— REQUIREMENT —
Report how many lines contain the word "flowers" in the listing that follows. Give nothing besides the number.

— RECORDED DATA —
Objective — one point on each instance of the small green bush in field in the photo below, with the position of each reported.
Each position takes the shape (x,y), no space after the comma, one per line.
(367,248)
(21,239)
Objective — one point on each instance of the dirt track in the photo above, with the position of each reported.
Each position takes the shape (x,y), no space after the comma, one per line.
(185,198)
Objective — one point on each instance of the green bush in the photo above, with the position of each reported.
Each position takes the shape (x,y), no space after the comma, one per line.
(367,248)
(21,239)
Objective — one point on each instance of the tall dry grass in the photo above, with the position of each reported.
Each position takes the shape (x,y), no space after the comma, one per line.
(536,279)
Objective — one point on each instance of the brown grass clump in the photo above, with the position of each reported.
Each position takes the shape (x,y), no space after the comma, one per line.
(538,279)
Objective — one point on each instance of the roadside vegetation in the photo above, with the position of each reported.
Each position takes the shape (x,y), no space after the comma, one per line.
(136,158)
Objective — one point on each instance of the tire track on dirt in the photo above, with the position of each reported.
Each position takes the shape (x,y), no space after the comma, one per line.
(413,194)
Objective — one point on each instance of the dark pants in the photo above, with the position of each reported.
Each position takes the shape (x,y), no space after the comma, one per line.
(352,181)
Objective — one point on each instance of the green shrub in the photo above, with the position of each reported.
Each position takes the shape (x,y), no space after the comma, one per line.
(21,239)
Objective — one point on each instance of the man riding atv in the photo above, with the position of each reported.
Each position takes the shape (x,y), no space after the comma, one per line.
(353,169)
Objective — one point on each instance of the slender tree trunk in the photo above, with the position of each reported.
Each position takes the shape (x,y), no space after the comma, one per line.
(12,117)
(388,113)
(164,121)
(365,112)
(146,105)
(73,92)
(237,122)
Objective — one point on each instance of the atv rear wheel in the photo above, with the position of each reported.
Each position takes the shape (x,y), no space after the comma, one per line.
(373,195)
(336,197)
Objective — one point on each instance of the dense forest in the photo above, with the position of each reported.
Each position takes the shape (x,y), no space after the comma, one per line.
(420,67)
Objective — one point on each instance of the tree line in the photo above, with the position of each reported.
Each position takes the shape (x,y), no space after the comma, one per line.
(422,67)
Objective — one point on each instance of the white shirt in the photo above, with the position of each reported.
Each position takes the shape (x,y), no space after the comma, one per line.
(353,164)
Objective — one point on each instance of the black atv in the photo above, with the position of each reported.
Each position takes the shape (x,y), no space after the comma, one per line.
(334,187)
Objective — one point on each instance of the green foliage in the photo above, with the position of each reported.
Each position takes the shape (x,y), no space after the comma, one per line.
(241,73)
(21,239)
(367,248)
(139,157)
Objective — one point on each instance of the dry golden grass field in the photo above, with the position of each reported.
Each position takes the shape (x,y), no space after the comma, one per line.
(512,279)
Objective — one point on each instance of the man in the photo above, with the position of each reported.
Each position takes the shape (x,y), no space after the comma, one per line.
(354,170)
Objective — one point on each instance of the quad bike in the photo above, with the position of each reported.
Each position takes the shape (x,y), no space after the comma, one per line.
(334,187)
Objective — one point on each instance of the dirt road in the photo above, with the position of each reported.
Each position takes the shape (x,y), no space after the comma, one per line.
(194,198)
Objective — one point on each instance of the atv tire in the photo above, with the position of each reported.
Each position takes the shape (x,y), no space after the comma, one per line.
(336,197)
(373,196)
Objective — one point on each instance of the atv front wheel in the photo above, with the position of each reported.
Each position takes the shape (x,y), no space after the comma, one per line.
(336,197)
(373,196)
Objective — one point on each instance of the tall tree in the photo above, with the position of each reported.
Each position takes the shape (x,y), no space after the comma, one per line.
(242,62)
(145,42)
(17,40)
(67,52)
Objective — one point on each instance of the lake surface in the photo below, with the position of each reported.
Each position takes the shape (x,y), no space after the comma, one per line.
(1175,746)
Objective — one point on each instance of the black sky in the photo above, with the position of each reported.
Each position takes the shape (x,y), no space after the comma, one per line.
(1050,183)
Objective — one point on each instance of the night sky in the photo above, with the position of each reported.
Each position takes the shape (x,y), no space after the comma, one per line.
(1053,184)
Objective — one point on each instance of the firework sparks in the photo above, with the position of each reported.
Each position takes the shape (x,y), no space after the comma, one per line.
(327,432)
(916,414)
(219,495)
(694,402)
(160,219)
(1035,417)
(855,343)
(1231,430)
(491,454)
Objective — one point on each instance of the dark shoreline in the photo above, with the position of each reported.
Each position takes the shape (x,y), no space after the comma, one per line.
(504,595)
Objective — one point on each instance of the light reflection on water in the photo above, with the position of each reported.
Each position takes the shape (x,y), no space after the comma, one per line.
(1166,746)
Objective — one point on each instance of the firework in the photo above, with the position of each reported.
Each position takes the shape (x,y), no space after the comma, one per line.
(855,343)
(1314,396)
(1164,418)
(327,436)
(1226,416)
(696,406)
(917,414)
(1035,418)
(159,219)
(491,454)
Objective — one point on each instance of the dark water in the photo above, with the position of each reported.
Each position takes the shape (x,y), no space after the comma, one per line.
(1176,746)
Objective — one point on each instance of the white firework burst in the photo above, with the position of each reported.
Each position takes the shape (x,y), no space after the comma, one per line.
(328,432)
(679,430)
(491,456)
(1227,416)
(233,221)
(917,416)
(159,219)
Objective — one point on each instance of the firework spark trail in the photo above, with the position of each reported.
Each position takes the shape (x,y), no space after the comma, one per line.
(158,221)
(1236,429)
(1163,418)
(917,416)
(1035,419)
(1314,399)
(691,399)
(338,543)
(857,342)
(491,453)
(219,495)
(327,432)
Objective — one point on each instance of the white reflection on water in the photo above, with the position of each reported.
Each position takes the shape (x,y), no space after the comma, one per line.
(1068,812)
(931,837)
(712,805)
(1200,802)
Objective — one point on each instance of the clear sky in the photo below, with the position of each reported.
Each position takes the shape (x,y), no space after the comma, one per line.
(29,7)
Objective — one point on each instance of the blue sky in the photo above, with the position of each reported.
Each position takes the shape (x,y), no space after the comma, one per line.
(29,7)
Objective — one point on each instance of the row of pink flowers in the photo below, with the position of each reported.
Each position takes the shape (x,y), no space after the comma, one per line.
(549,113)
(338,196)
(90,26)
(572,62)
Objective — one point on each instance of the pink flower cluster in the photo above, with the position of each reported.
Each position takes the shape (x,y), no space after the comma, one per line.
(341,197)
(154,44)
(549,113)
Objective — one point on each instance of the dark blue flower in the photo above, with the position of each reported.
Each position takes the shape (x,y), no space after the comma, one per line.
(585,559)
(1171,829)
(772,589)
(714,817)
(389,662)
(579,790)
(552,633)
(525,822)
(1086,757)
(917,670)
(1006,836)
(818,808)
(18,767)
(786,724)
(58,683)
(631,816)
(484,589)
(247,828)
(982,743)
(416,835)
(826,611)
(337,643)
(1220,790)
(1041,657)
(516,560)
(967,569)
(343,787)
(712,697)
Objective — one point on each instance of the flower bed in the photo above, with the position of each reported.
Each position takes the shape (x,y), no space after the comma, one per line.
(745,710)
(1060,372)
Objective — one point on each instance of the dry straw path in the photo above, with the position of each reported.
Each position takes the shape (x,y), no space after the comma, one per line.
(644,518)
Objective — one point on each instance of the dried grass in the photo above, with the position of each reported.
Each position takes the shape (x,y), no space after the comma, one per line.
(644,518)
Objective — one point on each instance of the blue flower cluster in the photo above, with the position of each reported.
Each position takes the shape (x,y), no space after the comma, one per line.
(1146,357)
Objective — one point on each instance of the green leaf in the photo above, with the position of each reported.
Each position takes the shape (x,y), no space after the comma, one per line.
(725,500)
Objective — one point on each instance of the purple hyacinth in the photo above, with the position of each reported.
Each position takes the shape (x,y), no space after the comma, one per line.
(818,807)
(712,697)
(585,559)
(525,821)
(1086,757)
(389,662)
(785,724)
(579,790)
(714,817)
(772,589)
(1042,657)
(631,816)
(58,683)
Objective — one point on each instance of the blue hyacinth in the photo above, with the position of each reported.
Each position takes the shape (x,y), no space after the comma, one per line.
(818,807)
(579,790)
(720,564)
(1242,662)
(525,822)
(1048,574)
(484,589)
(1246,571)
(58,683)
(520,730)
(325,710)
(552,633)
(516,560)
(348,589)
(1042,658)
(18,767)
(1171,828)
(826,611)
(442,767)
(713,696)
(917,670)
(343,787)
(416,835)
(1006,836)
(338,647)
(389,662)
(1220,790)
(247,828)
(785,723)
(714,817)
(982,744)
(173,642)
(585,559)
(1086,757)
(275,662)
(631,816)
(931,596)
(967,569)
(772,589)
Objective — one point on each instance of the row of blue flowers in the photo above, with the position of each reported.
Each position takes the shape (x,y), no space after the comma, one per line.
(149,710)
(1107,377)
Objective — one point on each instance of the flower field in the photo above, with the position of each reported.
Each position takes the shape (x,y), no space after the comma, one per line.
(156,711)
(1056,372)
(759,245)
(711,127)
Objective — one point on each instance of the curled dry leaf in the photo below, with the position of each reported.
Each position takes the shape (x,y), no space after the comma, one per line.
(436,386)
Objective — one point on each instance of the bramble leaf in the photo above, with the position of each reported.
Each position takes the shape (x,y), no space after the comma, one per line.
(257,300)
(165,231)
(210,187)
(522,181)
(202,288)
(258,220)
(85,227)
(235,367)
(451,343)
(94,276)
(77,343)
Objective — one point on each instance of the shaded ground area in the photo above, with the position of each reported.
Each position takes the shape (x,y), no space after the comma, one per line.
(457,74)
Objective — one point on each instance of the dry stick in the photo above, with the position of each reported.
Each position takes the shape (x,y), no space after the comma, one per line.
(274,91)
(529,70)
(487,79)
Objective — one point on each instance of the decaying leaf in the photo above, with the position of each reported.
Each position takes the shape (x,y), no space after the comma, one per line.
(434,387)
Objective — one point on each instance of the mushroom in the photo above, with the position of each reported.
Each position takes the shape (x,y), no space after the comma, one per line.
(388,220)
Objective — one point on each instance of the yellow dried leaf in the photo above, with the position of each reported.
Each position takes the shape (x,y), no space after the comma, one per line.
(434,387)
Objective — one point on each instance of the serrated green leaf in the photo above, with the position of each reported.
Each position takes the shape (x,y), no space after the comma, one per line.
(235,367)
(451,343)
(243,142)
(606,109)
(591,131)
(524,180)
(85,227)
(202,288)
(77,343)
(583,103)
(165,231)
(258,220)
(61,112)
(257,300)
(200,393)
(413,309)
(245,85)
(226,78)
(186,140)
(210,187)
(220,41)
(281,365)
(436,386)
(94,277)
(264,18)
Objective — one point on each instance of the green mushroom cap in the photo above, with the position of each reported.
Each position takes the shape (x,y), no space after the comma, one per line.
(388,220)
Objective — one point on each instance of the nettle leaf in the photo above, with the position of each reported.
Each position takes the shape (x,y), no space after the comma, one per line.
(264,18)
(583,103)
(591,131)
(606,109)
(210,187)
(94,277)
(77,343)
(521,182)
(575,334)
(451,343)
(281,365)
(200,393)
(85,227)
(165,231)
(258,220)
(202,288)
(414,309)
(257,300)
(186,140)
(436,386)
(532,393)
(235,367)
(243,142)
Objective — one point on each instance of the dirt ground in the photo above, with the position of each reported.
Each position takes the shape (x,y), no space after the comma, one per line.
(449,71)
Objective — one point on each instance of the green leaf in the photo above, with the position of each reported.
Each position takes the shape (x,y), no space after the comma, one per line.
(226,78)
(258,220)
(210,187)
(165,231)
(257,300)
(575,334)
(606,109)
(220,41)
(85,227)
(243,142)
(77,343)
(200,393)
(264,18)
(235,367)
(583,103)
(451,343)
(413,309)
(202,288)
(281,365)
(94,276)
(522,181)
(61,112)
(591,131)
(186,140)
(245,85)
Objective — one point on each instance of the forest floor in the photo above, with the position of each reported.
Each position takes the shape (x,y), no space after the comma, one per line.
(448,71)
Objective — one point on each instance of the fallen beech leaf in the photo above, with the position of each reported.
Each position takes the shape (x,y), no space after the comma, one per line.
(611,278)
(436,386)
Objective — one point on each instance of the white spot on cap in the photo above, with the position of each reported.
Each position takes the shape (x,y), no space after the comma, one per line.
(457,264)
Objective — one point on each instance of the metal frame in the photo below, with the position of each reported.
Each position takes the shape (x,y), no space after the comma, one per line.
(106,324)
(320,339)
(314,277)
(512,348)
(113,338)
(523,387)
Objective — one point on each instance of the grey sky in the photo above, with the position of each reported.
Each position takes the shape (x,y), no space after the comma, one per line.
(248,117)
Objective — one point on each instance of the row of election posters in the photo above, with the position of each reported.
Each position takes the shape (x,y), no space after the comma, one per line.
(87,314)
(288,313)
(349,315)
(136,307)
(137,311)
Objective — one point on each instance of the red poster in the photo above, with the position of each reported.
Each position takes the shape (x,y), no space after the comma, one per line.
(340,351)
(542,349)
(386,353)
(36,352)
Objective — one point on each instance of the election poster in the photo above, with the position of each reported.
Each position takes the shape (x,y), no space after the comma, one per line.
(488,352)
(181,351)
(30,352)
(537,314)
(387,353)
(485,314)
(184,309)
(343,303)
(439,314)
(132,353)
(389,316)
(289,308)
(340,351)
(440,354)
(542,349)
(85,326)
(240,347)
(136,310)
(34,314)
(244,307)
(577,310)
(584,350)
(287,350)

— OUTPUT FOR THIS TASK —
2